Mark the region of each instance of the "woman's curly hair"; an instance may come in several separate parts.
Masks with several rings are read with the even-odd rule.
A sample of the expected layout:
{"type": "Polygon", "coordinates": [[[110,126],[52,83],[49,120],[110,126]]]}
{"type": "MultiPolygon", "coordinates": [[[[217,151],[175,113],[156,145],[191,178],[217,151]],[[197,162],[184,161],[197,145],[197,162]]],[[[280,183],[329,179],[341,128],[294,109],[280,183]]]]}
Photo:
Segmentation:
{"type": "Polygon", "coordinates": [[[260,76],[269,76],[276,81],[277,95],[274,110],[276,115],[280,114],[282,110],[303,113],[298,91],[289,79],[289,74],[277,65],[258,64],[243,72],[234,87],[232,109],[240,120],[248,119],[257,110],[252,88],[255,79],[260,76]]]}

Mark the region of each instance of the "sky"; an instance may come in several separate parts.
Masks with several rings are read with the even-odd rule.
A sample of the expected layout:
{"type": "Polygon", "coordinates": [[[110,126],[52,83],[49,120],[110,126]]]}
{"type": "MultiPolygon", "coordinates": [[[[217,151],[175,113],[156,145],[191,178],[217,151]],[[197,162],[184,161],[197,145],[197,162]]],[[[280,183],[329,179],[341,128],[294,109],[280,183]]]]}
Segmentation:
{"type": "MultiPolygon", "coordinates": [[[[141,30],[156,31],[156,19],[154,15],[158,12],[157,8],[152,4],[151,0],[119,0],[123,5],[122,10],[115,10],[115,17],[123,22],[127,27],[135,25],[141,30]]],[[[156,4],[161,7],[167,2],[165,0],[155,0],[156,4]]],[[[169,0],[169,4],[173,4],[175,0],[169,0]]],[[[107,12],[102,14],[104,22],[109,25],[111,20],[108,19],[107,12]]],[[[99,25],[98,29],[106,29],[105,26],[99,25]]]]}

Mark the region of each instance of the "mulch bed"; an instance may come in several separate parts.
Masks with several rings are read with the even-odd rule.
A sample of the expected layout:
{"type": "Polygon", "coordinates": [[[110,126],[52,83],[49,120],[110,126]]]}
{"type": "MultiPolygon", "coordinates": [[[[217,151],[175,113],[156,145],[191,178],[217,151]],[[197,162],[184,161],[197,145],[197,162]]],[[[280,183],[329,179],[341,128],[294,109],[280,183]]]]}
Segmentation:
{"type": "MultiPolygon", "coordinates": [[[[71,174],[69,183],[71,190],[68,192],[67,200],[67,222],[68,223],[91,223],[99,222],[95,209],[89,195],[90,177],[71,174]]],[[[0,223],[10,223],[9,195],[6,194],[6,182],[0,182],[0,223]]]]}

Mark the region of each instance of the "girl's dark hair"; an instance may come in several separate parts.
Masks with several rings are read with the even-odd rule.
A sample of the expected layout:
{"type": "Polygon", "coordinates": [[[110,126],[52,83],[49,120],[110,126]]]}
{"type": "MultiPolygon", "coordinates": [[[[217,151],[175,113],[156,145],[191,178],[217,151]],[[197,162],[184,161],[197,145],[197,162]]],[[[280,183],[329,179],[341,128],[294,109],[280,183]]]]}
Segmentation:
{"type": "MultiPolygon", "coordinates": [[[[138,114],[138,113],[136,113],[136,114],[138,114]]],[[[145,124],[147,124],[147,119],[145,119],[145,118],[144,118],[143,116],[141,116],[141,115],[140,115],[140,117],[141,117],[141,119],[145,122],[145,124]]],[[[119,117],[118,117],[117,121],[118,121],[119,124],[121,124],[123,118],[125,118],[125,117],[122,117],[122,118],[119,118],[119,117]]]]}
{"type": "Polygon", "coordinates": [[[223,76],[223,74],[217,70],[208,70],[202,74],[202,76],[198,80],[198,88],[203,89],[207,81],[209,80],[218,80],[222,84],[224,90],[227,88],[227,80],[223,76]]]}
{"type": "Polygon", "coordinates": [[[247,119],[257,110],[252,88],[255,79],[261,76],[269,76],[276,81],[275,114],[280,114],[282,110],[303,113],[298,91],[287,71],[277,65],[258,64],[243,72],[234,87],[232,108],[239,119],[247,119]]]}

* **What is needed**:
Please reproduce every record shown above, exactly as written.

* **Response to this exercise**:
Mark the region of each instance of the "woman's curly hair"; an instance may come in several separate parts.
Masks with several rings are read with the even-odd rule.
A sample of the expected layout:
{"type": "Polygon", "coordinates": [[[110,126],[52,83],[49,120],[110,126]]]}
{"type": "MultiPolygon", "coordinates": [[[[217,151],[175,113],[156,145],[191,178],[217,151]],[[197,162],[184,161],[197,145],[197,162]]],[[[280,183],[329,179],[341,128],[294,109],[280,183]]]]}
Photo:
Segmentation:
{"type": "Polygon", "coordinates": [[[260,76],[269,76],[276,81],[277,95],[274,110],[276,115],[280,114],[282,110],[303,113],[298,91],[289,79],[289,74],[277,65],[258,64],[243,72],[234,87],[232,109],[240,120],[248,119],[257,110],[252,88],[255,79],[260,76]]]}

Mark the region of each instance of the "sky"; an instance may come in several separate parts.
Masks with several rings are read with the even-odd rule.
A sample of the expected layout:
{"type": "Polygon", "coordinates": [[[110,126],[52,83],[49,120],[110,126]]]}
{"type": "MultiPolygon", "coordinates": [[[[217,151],[175,113],[156,145],[191,178],[217,151]],[[197,162],[184,161],[197,145],[197,162]]],[[[280,183],[329,179],[341,128],[294,109],[280,183]]]]}
Segmentation:
{"type": "MultiPolygon", "coordinates": [[[[141,30],[156,31],[156,19],[154,15],[158,12],[157,8],[152,4],[151,0],[119,0],[123,5],[122,10],[115,10],[115,17],[123,22],[127,27],[135,25],[141,30]]],[[[156,4],[161,7],[167,2],[165,0],[155,0],[156,4]]],[[[169,0],[169,4],[173,4],[175,0],[169,0]]],[[[107,12],[102,14],[104,22],[109,25],[111,20],[108,19],[107,12]]],[[[99,25],[98,29],[106,29],[105,26],[99,25]]]]}

Mark the region of each instance of the "mulch bed"; an instance may come in several separate parts.
Masks with several rings are read with the even-odd rule.
A sample of the expected layout:
{"type": "Polygon", "coordinates": [[[110,126],[52,83],[49,120],[110,126]]]}
{"type": "MultiPolygon", "coordinates": [[[[217,151],[175,113],[156,145],[191,178],[217,151]],[[197,162],[184,161],[197,145],[197,162]]],[[[280,183],[329,179],[341,128],[294,109],[280,183]]]]}
Segmentation:
{"type": "MultiPolygon", "coordinates": [[[[71,174],[69,183],[71,190],[68,192],[67,200],[67,222],[68,223],[91,223],[99,222],[95,209],[89,195],[90,177],[71,174]]],[[[0,223],[10,223],[9,195],[6,194],[6,182],[0,182],[0,223]]]]}

Mark the region of each instance of the "girl's dark hair"; an instance may come in several separate parts.
Masks with several rings are read with the even-odd rule.
A sample of the expected layout:
{"type": "Polygon", "coordinates": [[[110,126],[52,83],[49,120],[110,126]]]}
{"type": "MultiPolygon", "coordinates": [[[[217,151],[175,113],[156,145],[191,178],[217,151]],[[197,162],[184,161],[197,145],[197,162]]],[[[280,183],[329,179],[341,128],[294,109],[280,183]]]]}
Segmentation:
{"type": "MultiPolygon", "coordinates": [[[[138,114],[138,113],[136,113],[136,114],[138,114]]],[[[145,124],[147,124],[147,119],[145,119],[145,118],[144,118],[143,116],[141,116],[141,115],[140,115],[140,117],[141,117],[141,119],[145,122],[145,124]]],[[[119,117],[118,117],[117,121],[118,121],[119,124],[121,124],[123,118],[125,118],[125,117],[122,117],[122,118],[119,118],[119,117]]]]}
{"type": "Polygon", "coordinates": [[[223,76],[223,74],[217,70],[208,70],[202,74],[202,76],[198,80],[198,88],[203,89],[207,81],[209,80],[218,80],[222,84],[224,90],[227,88],[227,80],[223,76]]]}
{"type": "Polygon", "coordinates": [[[247,119],[257,110],[252,88],[255,79],[261,76],[269,76],[276,81],[275,114],[280,114],[282,110],[303,113],[298,91],[287,71],[277,65],[258,64],[243,72],[234,87],[232,108],[239,119],[247,119]]]}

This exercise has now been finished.